[EXERCISE BRIEF]:
Where a line below has the string "pink" in it, include it in the count, and give that count alone.

[DATA FOR THE TASK]:
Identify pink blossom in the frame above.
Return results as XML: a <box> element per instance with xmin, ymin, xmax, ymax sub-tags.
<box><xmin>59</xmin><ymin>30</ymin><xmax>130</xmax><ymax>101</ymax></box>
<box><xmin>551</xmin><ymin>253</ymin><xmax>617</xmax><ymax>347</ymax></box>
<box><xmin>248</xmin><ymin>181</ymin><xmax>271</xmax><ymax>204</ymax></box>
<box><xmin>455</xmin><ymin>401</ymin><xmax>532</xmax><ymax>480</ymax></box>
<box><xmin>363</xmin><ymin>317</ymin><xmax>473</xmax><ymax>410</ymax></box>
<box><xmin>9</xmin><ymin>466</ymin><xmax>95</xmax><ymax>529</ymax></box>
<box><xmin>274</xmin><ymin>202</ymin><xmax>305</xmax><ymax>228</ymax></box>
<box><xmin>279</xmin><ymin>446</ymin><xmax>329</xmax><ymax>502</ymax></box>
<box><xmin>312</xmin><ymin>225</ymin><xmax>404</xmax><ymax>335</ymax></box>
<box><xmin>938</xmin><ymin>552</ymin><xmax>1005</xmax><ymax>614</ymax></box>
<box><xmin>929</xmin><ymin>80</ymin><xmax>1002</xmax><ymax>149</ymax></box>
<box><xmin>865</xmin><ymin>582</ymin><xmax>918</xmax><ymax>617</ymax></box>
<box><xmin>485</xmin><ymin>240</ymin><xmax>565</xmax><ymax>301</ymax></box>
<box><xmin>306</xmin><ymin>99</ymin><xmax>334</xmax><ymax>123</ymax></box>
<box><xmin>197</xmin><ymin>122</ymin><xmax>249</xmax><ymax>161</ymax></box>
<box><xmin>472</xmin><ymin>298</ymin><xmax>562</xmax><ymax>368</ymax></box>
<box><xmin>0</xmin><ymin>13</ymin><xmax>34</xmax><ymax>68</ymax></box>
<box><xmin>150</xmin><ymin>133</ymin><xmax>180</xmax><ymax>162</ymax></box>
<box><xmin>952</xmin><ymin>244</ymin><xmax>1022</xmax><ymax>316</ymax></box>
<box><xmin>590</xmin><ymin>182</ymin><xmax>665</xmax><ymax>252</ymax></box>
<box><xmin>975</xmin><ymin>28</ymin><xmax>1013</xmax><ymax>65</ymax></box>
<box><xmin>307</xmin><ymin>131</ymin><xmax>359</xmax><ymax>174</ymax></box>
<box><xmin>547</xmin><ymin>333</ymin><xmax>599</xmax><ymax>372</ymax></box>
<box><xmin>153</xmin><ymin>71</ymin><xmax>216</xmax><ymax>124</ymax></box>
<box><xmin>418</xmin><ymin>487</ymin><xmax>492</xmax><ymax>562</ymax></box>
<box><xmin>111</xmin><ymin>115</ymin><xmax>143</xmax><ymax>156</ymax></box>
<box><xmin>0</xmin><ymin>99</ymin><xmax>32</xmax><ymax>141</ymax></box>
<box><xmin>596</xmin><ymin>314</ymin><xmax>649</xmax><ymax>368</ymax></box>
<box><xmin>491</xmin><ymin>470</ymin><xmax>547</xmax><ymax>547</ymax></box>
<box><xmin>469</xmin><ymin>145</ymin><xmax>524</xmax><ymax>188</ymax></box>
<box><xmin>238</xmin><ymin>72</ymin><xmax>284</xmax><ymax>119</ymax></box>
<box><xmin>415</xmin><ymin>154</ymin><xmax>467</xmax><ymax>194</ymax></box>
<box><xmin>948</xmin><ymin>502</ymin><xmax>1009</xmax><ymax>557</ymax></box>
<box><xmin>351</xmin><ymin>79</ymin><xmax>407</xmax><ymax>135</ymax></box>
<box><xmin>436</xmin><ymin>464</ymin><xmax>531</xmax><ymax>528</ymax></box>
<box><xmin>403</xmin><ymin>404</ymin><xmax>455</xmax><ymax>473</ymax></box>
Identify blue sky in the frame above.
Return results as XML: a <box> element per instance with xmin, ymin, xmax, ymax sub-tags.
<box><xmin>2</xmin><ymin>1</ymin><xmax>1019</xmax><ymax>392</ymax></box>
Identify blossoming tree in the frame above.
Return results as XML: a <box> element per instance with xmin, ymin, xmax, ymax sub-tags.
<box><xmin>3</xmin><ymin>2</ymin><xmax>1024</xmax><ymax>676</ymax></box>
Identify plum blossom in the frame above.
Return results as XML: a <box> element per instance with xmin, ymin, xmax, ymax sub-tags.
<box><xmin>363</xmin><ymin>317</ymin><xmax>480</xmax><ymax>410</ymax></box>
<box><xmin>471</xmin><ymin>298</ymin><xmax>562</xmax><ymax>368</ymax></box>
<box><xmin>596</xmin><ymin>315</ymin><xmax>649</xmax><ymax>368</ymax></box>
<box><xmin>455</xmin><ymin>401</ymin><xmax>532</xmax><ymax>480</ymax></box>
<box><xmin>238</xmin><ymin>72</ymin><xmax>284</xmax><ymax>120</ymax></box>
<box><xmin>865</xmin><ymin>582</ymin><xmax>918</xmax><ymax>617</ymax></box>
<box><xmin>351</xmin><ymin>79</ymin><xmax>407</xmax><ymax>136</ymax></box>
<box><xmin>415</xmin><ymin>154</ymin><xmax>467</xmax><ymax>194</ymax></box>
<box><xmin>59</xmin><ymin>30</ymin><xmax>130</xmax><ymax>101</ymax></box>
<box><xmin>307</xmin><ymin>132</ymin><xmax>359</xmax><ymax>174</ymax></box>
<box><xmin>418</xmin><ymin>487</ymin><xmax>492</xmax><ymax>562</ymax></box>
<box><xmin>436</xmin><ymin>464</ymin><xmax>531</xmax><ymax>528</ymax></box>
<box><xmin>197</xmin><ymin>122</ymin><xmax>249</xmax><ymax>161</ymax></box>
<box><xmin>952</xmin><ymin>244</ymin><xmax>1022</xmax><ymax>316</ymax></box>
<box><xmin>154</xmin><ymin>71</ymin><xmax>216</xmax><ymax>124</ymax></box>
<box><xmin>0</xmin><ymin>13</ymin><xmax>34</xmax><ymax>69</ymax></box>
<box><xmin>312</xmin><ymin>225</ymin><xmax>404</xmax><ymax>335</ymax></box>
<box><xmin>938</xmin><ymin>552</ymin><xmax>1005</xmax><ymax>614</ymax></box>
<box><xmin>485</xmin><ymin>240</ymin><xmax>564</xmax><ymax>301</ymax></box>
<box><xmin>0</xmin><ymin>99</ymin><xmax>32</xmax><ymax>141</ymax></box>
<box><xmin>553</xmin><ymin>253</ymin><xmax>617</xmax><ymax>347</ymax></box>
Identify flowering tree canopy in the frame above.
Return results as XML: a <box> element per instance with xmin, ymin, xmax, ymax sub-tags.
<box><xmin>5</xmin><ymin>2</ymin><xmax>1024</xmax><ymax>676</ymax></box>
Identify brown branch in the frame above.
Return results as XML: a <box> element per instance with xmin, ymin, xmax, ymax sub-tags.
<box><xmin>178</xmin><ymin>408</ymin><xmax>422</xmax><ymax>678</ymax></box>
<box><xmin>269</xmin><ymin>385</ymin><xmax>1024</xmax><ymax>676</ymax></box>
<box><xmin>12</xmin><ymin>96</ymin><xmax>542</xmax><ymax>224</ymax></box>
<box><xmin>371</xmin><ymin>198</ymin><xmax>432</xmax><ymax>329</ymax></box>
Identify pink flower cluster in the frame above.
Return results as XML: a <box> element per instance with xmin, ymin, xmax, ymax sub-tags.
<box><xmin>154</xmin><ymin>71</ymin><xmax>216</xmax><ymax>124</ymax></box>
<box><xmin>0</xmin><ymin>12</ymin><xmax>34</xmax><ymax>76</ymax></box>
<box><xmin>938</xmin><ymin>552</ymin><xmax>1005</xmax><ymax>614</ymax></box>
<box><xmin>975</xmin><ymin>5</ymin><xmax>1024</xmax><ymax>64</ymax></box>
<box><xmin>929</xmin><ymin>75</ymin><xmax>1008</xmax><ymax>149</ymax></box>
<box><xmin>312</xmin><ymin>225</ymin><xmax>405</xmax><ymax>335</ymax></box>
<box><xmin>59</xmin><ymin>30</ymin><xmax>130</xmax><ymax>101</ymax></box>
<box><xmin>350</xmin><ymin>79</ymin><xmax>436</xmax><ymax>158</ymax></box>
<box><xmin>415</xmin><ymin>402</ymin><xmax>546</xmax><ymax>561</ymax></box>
==
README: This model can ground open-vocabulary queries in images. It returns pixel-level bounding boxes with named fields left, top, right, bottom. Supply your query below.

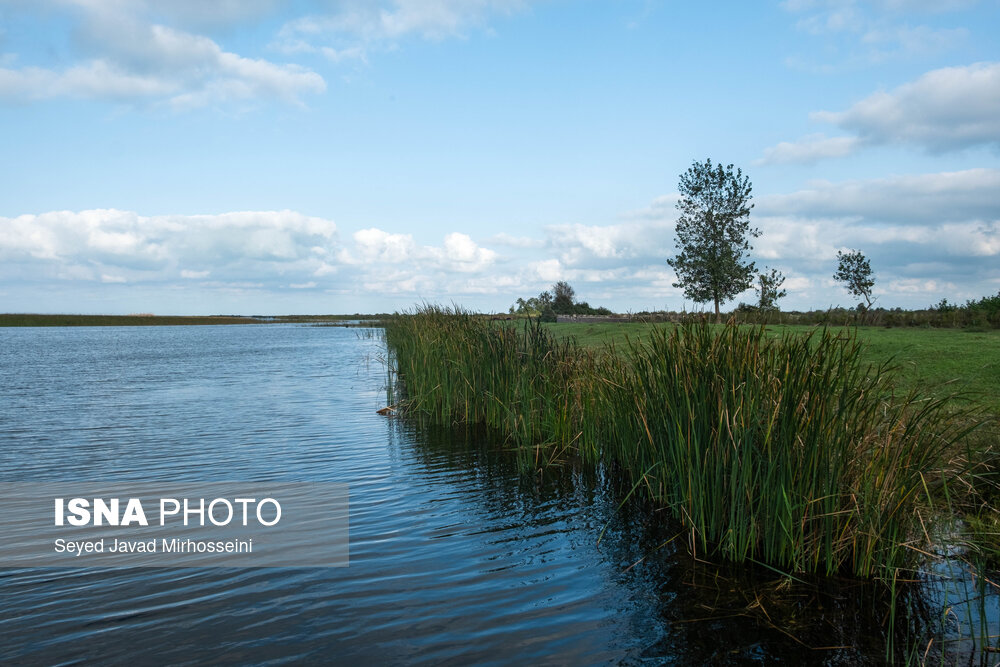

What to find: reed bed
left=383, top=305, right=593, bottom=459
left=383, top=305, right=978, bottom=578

[RESPONSE BELOW]:
2